> DIRECTIVE:
Find every line in the entries below that contains the word "with", and copy each one out in full. Case counts.
---------- DATA PROVIDED ----------
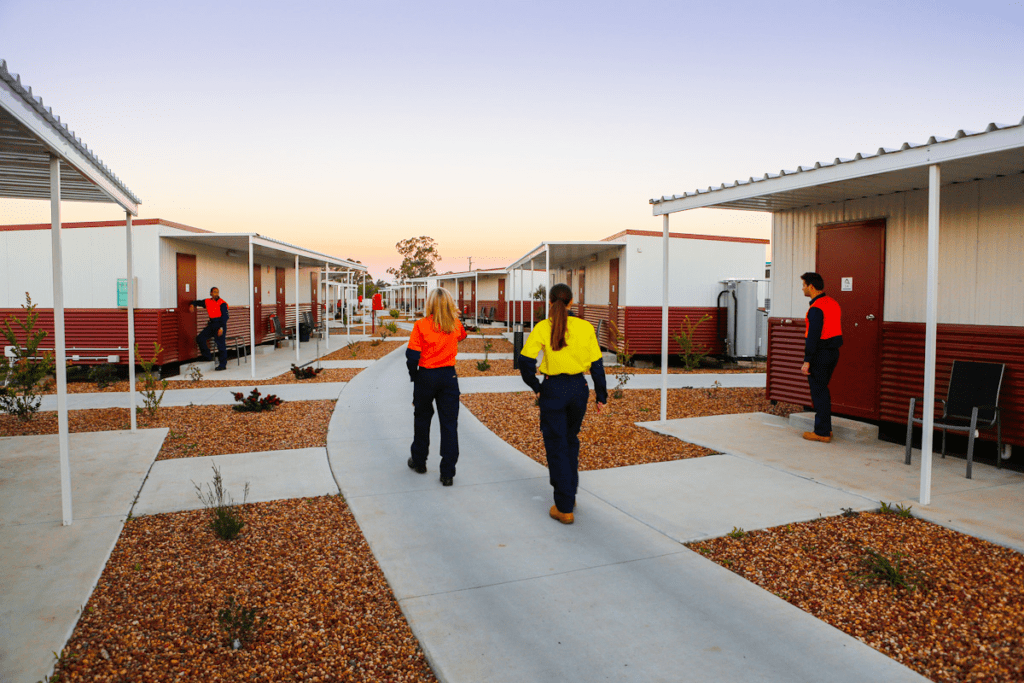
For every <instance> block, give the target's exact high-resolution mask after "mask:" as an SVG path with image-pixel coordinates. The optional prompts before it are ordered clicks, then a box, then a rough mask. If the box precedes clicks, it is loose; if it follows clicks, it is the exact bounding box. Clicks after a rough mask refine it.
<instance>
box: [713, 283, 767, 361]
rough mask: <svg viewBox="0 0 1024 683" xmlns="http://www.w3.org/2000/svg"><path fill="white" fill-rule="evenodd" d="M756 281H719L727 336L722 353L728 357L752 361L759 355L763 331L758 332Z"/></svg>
mask: <svg viewBox="0 0 1024 683" xmlns="http://www.w3.org/2000/svg"><path fill="white" fill-rule="evenodd" d="M761 282H762V281H758V280H723V281H722V285H723V286H724V287H725V294H726V297H725V299H726V317H727V321H728V324H727V334H726V338H725V354H726V355H727V356H729V357H730V358H754V357H757V356H759V355H762V353H761V349H762V344H759V339H764V335H765V332H764V331H763V330H759V328H761V327H762V326H763V325H764V324H765V321H762V319H761V318H762V317H763V311H762V310H759V307H758V293H759V292H758V290H759V284H760V283H761Z"/></svg>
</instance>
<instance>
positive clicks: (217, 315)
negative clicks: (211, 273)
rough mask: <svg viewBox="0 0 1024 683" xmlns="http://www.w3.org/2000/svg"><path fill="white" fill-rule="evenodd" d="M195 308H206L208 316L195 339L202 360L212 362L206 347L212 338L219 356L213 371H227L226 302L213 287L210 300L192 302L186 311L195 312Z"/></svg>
mask: <svg viewBox="0 0 1024 683" xmlns="http://www.w3.org/2000/svg"><path fill="white" fill-rule="evenodd" d="M196 306H203V307H204V308H206V314H207V315H209V316H210V322H209V323H207V324H206V327H205V328H204V329H203V332H201V333H199V335H198V336H197V337H196V343H197V344H199V350H200V353H202V354H203V359H204V360H213V356H212V355H210V347H209V345H208V342H209V341H210V338H211V337H213V340H214V341H215V342H217V355H218V356H219V357H218V362H217V367H216V368H214V370H227V302H226V301H224V300H223V299H221V298H220V290H218V289H217V288H216V287H213V288H211V289H210V298H209V299H198V300H196V301H193V302H191V303H190V304H188V311H189V312H193V311H195V310H196Z"/></svg>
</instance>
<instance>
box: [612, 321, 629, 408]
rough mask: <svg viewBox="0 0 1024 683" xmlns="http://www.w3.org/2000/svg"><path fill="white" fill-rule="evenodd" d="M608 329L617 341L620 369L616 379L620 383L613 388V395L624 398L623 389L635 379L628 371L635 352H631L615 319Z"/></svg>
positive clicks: (618, 370)
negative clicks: (634, 378)
mask: <svg viewBox="0 0 1024 683" xmlns="http://www.w3.org/2000/svg"><path fill="white" fill-rule="evenodd" d="M608 330H609V332H610V336H611V339H612V340H614V343H615V345H614V349H613V350H614V351H615V362H617V364H618V370H617V371H616V372H615V379H616V380H618V384H616V385H615V387H614V388H613V389H612V390H611V396H612V397H613V398H622V397H623V395H624V394H623V389H625V388H626V385H627V384H629V381H630V380H631V379H633V375H632V374H631V373H628V372H626V369H627V368H628V367H629V366H630V364H631V362H633V353H631V352H630V343H629V342H628V341H626V337H625V336H624V335H623V334H622V333H621V332H620V331H618V325H617V324H616V323H615V322H614V321H608Z"/></svg>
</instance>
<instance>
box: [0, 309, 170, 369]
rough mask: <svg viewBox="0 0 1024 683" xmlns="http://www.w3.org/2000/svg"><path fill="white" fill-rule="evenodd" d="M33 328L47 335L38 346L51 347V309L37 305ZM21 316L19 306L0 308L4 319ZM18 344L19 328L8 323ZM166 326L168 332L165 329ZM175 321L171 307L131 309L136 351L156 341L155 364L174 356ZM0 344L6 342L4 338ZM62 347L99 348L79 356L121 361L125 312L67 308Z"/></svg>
mask: <svg viewBox="0 0 1024 683" xmlns="http://www.w3.org/2000/svg"><path fill="white" fill-rule="evenodd" d="M37 310H38V311H39V321H38V323H37V328H38V329H40V330H44V331H45V332H46V333H47V335H48V336H47V338H46V339H44V340H43V342H42V344H41V345H40V346H41V347H42V348H47V349H52V348H53V338H52V335H53V309H52V308H39V309H37ZM12 315H13V316H16V317H17V318H19V319H23V321H24V319H25V310H24V309H22V308H0V319H3V321H7V318H9V317H10V316H12ZM10 327H11V329H12V330H13V331H14V332H15V334H16V338H17V340H18V343H25V335H24V334H23V333H22V329H20V327H17V326H15V325H13V324H11V326H10ZM168 328H169V329H170V331H168ZM176 335H177V321H176V319H175V318H174V312H173V310H171V311H168V310H167V309H163V308H141V309H138V310H136V311H135V341H136V342H137V343H138V347H139V352H140V353H143V354H146V355H148V354H150V353H151V352H152V350H153V343H154V342H160V344H161V346H163V347H164V352H163V353H162V354H161V356H160V357H159V358H158V360H157V362H158V365H163V364H165V362H171V361H173V360H175V359H177V336H176ZM0 345H6V339H4V340H2V343H0ZM65 346H66V347H67V348H68V355H72V354H73V353H75V350H74V349H76V348H79V349H85V348H96V349H101V350H100V351H85V350H83V351H81V352H80V355H100V354H106V352H109V353H110V354H117V355H120V356H122V360H121V361H122V362H126V361H127V357H128V351H127V349H128V311H127V310H125V309H123V308H68V309H66V310H65ZM81 362H83V364H97V362H103V360H82V361H81Z"/></svg>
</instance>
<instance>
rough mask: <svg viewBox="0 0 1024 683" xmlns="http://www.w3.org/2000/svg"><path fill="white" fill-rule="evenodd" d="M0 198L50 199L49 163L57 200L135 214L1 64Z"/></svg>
mask: <svg viewBox="0 0 1024 683" xmlns="http://www.w3.org/2000/svg"><path fill="white" fill-rule="evenodd" d="M0 142H2V146H0V197H10V198H16V199H49V197H50V177H49V159H50V155H55V156H56V157H58V158H59V159H60V162H61V164H60V199H62V200H71V201H78V202H113V203H117V204H120V205H121V206H122V207H123V208H124V209H126V210H127V211H129V212H131V213H132V214H134V215H137V214H138V204H140V202H139V200H138V198H137V197H135V196H134V195H133V194H132V191H131V190H130V189H128V187H126V186H125V184H124V183H123V182H121V179H120V178H118V176H117V175H115V173H114V172H113V171H111V169H109V168H108V167H106V166H105V165H104V164H103V162H102V160H101V159H99V158H98V157H97V156H96V155H95V153H93V152H92V151H91V150H90V148H89V147H88V146H86V145H85V143H83V142H82V140H81V138H79V137H77V136H76V135H75V132H74V131H73V130H71V129H69V127H68V124H66V123H61V121H60V117H58V116H54V115H53V110H52V109H50V108H49V106H44V105H43V98H42V97H37V96H35V95H34V94H33V93H32V88H31V87H28V86H24V85H22V78H20V77H19V76H18V75H17V74H11V73H10V72H9V71H8V70H7V62H6V61H4V60H3V59H0Z"/></svg>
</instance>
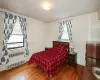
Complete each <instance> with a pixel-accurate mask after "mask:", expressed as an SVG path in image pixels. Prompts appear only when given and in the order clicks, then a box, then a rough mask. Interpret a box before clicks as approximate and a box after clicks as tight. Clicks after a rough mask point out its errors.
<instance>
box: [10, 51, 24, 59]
mask: <svg viewBox="0 0 100 80" xmlns="http://www.w3.org/2000/svg"><path fill="white" fill-rule="evenodd" d="M23 54H24V52H18V53H14V54H9V58H12V57H16V56H20V55H23Z"/></svg>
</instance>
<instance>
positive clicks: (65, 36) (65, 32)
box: [61, 32, 69, 40]
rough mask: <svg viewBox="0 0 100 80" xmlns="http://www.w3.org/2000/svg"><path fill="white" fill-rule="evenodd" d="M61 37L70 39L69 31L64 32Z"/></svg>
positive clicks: (65, 38) (66, 39)
mask: <svg viewBox="0 0 100 80" xmlns="http://www.w3.org/2000/svg"><path fill="white" fill-rule="evenodd" d="M61 39H62V40H69V36H68V32H63V35H62V37H61Z"/></svg>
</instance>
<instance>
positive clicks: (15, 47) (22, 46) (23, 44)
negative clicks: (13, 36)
mask: <svg viewBox="0 0 100 80" xmlns="http://www.w3.org/2000/svg"><path fill="white" fill-rule="evenodd" d="M11 35H23V34H11ZM16 43H23V46H19V47H11V48H8V47H7V49H16V48H22V47H24V37H23V42H11V43H8V42H7V45H8V44H16Z"/></svg>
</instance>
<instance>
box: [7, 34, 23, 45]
mask: <svg viewBox="0 0 100 80" xmlns="http://www.w3.org/2000/svg"><path fill="white" fill-rule="evenodd" d="M13 42H23V35H11V36H10V38H9V40H8V43H13Z"/></svg>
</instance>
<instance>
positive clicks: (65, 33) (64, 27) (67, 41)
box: [60, 25, 69, 42]
mask: <svg viewBox="0 0 100 80" xmlns="http://www.w3.org/2000/svg"><path fill="white" fill-rule="evenodd" d="M63 28H64V29H63V32H62V36H61V38H60V41H67V42H69V35H68V30H67V27H66V25H63Z"/></svg>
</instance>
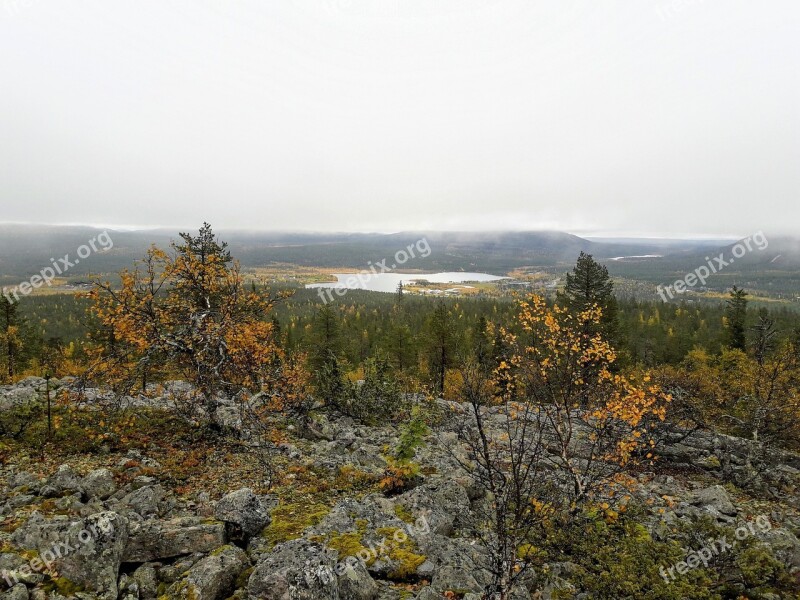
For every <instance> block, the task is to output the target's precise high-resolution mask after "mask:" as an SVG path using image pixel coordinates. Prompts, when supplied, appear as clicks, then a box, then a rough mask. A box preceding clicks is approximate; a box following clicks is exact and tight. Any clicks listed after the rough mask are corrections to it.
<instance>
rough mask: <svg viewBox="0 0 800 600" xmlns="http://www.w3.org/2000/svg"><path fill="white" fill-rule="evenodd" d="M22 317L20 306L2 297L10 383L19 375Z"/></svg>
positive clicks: (2, 313)
mask: <svg viewBox="0 0 800 600" xmlns="http://www.w3.org/2000/svg"><path fill="white" fill-rule="evenodd" d="M21 331H22V317H21V316H20V315H19V305H18V304H16V303H15V302H12V301H11V300H9V299H8V298H6V297H5V296H3V295H0V335H2V342H3V354H4V358H5V363H6V364H5V367H6V368H5V371H6V375H7V377H8V380H9V381H12V380H13V379H14V377H15V376H16V374H17V371H18V366H19V363H20V362H21V357H20V354H21V351H22V335H21Z"/></svg>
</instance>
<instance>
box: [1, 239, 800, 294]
mask: <svg viewBox="0 0 800 600" xmlns="http://www.w3.org/2000/svg"><path fill="white" fill-rule="evenodd" d="M102 231H103V230H101V229H96V228H92V227H72V226H59V227H56V226H38V225H0V283H2V284H3V285H13V284H16V283H19V282H20V281H21V280H23V279H27V278H29V277H30V276H31V275H33V274H35V273H37V272H38V271H39V270H41V269H42V268H43V267H46V266H48V265H49V264H50V260H51V258H55V259H57V258H60V257H63V256H64V255H65V254H70V255H72V256H74V254H75V252H76V250H77V248H78V247H79V246H81V245H83V244H85V243H86V242H87V241H88V240H89V239H91V238H93V237H96V236H97V235H98V234H100V233H101V232H102ZM218 233H219V234H220V236H221V237H222V238H223V239H224V240H226V241H227V242H228V243H229V244H230V249H231V252H232V253H233V255H234V256H235V257H236V258H237V259H239V260H240V261H241V263H242V265H243V266H244V267H259V266H268V265H270V264H274V263H290V264H297V265H301V266H312V267H330V268H350V269H365V268H367V265H369V264H370V263H372V264H374V263H377V262H379V261H381V260H383V259H387V265H389V266H391V264H392V262H393V260H392V259H393V257H394V255H395V253H396V252H398V251H399V250H403V249H406V248H408V247H410V246H414V245H415V244H417V243H418V242H419V241H420V240H422V239H424V240H426V242H427V244H428V246H426V248H427V247H429V248H430V255H429V256H428V257H427V258H424V259H422V258H419V257H418V258H417V259H415V260H409V261H408V262H406V263H405V264H404V265H403V267H404V268H408V269H419V270H424V271H439V270H452V271H481V272H487V273H492V274H498V275H504V274H506V273H508V272H510V271H512V270H514V269H517V268H519V267H532V268H534V269H535V268H542V269H547V270H550V271H556V272H558V271H566V270H568V269H569V268H570V267H571V266H572V265H573V264H574V262H575V259H576V257H577V256H578V254H579V253H580V252H581V251H584V252H588V253H590V254H592V255H593V256H594V257H595V258H597V259H598V260H600V261H601V262H603V263H605V264H606V265H608V267H609V271H610V272H611V273H612V275H614V276H616V277H620V278H624V279H630V280H634V281H640V282H644V283H646V284H647V285H648V286H649V287H650V288H654V287H655V286H656V285H667V284H670V283H672V282H674V281H675V280H677V279H680V278H682V277H684V276H685V275H686V273H689V272H691V271H693V270H694V269H696V268H698V267H699V266H701V265H704V264H706V263H707V261H708V259H707V258H706V257H709V258H710V257H712V256H717V255H718V254H719V253H723V254H724V255H725V256H730V254H731V251H732V248H733V246H734V244H731V243H730V242H727V241H715V240H669V239H664V240H661V239H646V240H639V239H613V240H604V239H598V238H594V239H591V240H589V239H585V238H582V237H578V236H575V235H571V234H568V233H563V232H553V231H521V232H508V231H506V232H502V231H494V232H437V231H427V232H413V231H405V232H399V233H393V234H379V233H313V232H263V231H260V232H256V231H226V230H219V232H218ZM109 235H110V236H111V238H112V239H113V242H114V247H113V249H112V250H110V251H108V252H105V253H101V254H93V255H92V256H91V258H88V259H87V260H85V261H83V262H82V263H81V264H80V265H76V266H75V267H73V268H71V269H70V271H69V273H68V276H69V277H68V279H69V280H70V281H72V282H78V281H82V280H85V279H87V278H88V277H90V276H91V275H93V274H96V275H104V274H110V273H117V272H118V271H120V270H121V269H123V268H125V267H130V266H131V265H132V264H133V262H134V261H135V260H136V259H138V258H141V256H142V255H143V254H144V252H145V251H146V249H147V248H148V247H149V246H150V245H151V244H156V245H158V246H161V247H166V246H168V245H169V243H170V241H171V240H174V239H177V237H178V232H177V231H170V230H165V229H158V230H147V231H114V230H109ZM417 255H419V252H417ZM734 283H735V284H737V285H741V286H745V287H748V288H750V289H761V290H764V291H766V292H774V293H777V294H781V295H789V296H791V295H793V294H796V293H797V292H798V291H800V240H798V239H794V238H786V237H784V238H775V239H770V240H769V245H768V247H767V248H766V249H765V250H763V251H759V250H755V249H754V250H753V251H751V252H748V253H746V255H745V256H743V257H742V258H741V259H740V260H739V261H738V262H736V263H735V264H733V265H729V266H727V267H726V268H725V269H724V270H723V271H721V272H720V273H718V274H715V275H714V277H713V279H712V280H710V281H709V283H708V287H709V288H710V289H717V290H724V289H726V288H729V287H730V286H731V285H733V284H734Z"/></svg>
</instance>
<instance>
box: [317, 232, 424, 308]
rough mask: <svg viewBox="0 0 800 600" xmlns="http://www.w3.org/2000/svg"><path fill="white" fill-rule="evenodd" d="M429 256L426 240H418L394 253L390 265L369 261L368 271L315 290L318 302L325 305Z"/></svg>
mask: <svg viewBox="0 0 800 600" xmlns="http://www.w3.org/2000/svg"><path fill="white" fill-rule="evenodd" d="M430 255H431V246H430V244H429V243H428V240H427V238H422V239H419V240H417V241H416V242H414V243H413V244H409V245H408V246H406V247H405V248H403V249H402V250H398V251H397V252H395V253H394V262H393V263H392V264H391V265H388V264H387V263H388V262H389V259H388V258H384V259H383V260H380V261H378V262H376V263H373V262H372V261H370V262H369V263H367V267H369V268H368V269H363V270H361V271H359V272H358V273H353V274H352V275H351V276H350V277H348V278H347V279H346V280H345V281H343V282H339V283H337V284H336V285H334V286H331V287H319V288H317V289H318V292H317V294H318V295H319V298H320V300H322V303H323V304H327V303H328V302H331V301H333V295H334V294H336V295H337V296H339V297H342V296H344V295H345V294H346V293H347V292H348V290H351V289H354V288H356V285H358V287H359V288H364V287H366V284H367V283H369V282H370V281H371V280H372V278H373V277H376V276H378V275H381V274H383V273H391V272H392V271H394V270H395V269H396V268H397V267H399V266H402V265H404V264H405V263H407V262H408V261H409V260H411V259H413V258H418V257H419V258H428V257H429V256H430Z"/></svg>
----------
> WRITTEN ANSWER:
For every <instance> block, give the target's exact high-resolution mask after "mask:" as an SVG path with image-pixel coordinates. The optional prompts before it are ordered clicks, then a box, then a rough mask. If the box precedes clicks, it is loose; if it follows clicks, it is the exact bounding box. Clicks after a rough mask refine it.
Complete each <instance> with a pixel-accurate mask after "mask:", expressed as an SVG path in image pixels. Prompts appear only when given and in the order clicks, then a box, then a rough mask. Interpret a box before clicks as approximate and a box after clicks as tight. Clicks after a rough mask point out its errors.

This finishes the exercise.